◆ Source document ◆
━━━━━━━━

I actually don't have a recipe tonight. I just wanted to show you my new favourite thing. I had heard through the grapevine (well really, Michelle at work) that Sears was having a sale. But not just any sale, a sale on KITCHENAID mixers....

I've known about this sale since yesterday... which means that I resisted an entire 36 hours before I ended up making my way to Sears. I wandered their kitchen section and saw a kitchenaid ice cream maker - very nice, but not a mixer. I saw espresso machines (also very nice... also not the object of my affection)... and then I turned around and there they were... those beautiful kitchenaid mixers. The very appliance that I have been coveting for eons... my desire for one so great I was secretly envious of my friend Kailey (who's mother-in-law bought her one as a house warming gift)... and completely envious of any of my friends who were able to register for one on their wedding registries...

━━━━━━━━

◆ Records from a collection ◆
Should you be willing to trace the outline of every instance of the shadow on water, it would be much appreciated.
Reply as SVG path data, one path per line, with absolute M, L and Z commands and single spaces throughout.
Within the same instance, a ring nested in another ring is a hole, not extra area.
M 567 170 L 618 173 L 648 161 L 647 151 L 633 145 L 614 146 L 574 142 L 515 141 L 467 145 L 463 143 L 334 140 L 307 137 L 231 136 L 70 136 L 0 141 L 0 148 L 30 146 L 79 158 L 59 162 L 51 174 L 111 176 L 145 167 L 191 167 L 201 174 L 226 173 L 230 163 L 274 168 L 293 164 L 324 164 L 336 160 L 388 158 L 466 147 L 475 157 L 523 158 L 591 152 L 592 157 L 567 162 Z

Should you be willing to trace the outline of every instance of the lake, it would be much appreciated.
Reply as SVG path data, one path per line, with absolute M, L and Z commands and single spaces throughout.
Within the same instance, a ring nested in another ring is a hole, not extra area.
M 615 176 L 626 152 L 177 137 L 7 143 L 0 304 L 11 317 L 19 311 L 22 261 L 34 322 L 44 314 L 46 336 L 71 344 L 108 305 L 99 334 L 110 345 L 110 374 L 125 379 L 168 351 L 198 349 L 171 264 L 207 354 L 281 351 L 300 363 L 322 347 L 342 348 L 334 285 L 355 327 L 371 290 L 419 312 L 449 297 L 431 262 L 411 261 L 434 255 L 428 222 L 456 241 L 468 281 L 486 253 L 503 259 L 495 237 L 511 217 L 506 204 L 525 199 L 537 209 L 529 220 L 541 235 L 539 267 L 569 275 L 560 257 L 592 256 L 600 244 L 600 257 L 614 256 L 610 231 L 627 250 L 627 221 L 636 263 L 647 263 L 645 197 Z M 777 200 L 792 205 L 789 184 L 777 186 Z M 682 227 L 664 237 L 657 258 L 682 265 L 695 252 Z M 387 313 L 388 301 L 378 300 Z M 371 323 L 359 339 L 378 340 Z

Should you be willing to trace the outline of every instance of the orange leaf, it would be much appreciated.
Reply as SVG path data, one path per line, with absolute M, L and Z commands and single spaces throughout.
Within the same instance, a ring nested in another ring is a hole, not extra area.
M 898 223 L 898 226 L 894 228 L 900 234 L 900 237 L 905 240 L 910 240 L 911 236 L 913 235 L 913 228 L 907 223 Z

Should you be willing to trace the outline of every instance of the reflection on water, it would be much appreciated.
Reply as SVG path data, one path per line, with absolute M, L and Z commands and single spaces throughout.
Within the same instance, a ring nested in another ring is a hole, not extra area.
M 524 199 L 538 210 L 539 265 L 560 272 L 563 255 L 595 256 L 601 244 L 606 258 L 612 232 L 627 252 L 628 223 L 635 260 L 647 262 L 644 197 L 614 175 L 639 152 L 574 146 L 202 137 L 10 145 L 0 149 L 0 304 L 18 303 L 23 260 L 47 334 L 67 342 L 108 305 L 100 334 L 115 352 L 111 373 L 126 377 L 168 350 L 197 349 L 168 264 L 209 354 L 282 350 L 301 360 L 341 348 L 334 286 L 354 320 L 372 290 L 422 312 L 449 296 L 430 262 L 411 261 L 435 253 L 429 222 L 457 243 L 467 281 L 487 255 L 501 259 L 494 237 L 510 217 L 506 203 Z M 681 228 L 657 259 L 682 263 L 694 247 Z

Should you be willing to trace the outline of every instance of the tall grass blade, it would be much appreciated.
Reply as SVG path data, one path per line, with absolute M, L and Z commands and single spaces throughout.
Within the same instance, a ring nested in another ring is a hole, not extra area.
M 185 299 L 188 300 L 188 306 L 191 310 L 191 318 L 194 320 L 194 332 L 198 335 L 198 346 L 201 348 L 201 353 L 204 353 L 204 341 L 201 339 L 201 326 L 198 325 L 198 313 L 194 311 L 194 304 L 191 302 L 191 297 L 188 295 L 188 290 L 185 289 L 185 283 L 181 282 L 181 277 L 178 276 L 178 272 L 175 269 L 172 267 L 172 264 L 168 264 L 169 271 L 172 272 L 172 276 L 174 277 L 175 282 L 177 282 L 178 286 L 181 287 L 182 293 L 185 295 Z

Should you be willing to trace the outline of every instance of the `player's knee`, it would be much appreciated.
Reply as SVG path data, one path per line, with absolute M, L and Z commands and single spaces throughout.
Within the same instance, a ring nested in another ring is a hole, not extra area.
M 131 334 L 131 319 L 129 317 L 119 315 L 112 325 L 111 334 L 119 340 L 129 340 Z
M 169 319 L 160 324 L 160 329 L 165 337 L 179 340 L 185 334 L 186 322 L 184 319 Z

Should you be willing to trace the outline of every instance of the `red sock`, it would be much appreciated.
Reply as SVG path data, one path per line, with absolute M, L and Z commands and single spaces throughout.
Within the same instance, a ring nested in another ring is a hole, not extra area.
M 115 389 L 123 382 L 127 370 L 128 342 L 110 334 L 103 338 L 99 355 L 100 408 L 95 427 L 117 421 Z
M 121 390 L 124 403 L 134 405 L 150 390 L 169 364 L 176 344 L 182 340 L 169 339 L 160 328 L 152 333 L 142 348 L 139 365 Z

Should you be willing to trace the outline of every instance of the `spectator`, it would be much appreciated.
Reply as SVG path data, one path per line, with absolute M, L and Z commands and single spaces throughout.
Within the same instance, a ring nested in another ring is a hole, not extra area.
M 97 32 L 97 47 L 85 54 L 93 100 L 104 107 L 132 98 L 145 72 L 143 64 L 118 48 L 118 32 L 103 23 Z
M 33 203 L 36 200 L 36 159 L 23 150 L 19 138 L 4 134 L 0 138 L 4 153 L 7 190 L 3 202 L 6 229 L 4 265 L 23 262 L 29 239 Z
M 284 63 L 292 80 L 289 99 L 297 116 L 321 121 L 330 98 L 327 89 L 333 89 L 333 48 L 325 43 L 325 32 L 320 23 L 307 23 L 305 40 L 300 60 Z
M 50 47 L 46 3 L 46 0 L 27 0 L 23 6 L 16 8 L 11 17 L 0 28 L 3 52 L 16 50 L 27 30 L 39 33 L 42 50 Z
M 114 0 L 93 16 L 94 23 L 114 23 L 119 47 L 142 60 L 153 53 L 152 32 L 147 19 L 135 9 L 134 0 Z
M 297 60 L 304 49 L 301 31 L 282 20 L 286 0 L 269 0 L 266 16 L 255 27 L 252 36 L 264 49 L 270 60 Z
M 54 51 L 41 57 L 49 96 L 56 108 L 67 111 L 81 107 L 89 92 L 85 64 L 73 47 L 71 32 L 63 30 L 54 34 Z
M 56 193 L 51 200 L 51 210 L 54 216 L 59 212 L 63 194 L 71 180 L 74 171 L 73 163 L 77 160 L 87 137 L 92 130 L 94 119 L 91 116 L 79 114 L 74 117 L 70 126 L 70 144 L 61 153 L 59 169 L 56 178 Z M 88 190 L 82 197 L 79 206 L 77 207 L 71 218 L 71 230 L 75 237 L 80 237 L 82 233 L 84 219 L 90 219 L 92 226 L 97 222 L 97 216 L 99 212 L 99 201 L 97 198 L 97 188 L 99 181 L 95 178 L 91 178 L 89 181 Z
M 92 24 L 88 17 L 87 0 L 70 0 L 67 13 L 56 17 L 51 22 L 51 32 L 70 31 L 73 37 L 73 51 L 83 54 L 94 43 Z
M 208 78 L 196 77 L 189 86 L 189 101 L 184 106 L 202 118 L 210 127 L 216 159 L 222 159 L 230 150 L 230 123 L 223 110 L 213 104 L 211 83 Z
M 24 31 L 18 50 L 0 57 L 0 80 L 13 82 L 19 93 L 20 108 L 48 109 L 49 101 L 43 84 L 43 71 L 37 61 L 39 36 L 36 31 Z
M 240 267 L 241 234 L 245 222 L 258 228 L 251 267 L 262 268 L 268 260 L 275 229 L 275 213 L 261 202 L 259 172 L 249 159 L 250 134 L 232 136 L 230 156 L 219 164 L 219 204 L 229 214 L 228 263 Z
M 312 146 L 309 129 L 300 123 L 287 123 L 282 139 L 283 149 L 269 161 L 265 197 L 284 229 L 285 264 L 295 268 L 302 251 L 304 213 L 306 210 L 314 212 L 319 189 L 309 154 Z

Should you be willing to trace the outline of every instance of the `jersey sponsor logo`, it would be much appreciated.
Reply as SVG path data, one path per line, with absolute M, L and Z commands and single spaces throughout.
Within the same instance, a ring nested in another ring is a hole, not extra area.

━━━━━━━━

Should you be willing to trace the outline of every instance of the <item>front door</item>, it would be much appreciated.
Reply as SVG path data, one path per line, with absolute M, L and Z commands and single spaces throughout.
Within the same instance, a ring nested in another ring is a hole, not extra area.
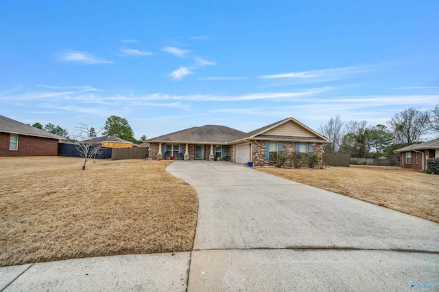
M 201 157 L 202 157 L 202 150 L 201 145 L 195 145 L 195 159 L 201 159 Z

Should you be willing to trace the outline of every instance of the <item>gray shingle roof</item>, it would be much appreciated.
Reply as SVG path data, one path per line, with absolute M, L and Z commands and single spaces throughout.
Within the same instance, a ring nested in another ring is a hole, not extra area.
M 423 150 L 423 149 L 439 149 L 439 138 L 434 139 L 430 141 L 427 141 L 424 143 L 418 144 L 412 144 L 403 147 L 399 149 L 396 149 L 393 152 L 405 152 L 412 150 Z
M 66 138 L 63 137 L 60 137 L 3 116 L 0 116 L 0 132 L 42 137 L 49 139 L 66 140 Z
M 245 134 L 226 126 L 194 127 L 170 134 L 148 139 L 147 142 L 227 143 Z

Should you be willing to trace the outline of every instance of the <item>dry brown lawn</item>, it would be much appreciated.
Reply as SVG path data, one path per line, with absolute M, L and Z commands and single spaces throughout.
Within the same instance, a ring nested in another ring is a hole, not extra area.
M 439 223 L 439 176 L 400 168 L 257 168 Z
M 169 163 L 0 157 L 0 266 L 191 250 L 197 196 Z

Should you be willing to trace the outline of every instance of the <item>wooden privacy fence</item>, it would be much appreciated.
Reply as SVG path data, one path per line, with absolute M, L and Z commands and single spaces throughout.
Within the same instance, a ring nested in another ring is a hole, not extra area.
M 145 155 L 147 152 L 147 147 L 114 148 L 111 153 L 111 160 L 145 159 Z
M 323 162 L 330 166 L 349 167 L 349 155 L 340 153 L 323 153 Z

━━━━━━━━

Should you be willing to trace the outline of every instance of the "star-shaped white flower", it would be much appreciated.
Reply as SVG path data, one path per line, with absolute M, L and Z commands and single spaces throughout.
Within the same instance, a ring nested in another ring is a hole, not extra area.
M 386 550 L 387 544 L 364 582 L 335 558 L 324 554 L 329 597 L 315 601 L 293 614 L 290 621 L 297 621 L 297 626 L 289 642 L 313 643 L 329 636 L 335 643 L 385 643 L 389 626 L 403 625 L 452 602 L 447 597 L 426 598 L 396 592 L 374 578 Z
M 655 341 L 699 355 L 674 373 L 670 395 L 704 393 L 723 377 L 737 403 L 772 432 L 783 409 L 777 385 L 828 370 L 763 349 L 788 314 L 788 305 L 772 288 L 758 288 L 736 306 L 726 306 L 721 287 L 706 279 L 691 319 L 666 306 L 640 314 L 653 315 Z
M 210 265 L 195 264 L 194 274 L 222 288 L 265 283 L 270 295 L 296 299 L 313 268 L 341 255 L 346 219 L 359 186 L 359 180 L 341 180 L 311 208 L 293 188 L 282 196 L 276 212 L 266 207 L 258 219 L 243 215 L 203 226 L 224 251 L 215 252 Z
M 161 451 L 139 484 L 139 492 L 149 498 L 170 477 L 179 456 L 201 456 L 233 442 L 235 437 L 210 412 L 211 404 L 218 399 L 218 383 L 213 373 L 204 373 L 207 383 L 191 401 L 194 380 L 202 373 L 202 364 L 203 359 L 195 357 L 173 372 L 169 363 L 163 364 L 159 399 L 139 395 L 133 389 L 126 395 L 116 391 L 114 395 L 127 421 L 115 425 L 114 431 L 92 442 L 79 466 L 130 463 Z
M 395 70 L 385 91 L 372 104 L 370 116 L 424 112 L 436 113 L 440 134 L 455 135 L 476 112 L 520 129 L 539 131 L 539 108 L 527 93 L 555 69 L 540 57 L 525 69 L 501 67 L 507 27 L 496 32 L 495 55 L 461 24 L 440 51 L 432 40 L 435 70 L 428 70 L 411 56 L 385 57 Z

━━━━━━━━

Please carry on the post about the KitchenAid mixer sale at Sears, starting right after its last sentence. The items are separate material and have no connection to the mixer post.

So upon seeing it I decided that tonight it was going to become mine. I was going to lift it off the shelf, walk over to the cash register and pay for it. I was then going to walk home with it - the entire 12 minute walk, its heavy weight tiring my arms. No complaints, a smile on my face the entire way. I'd already cleared room on my counter for it (although my roomie wasn't aware of this new arrival).

My new friend is licorice coloured - perfect since that's one of my absolute favourite flavours. I can't wait to test the 10 speeds and see if I can actually bake 4 and a half loaves of bread... I can not wait to whisk my first meringue in it. Sigh. Absolute bliss. And... ON SALE! I did good (yes, I am patting myself on the back...)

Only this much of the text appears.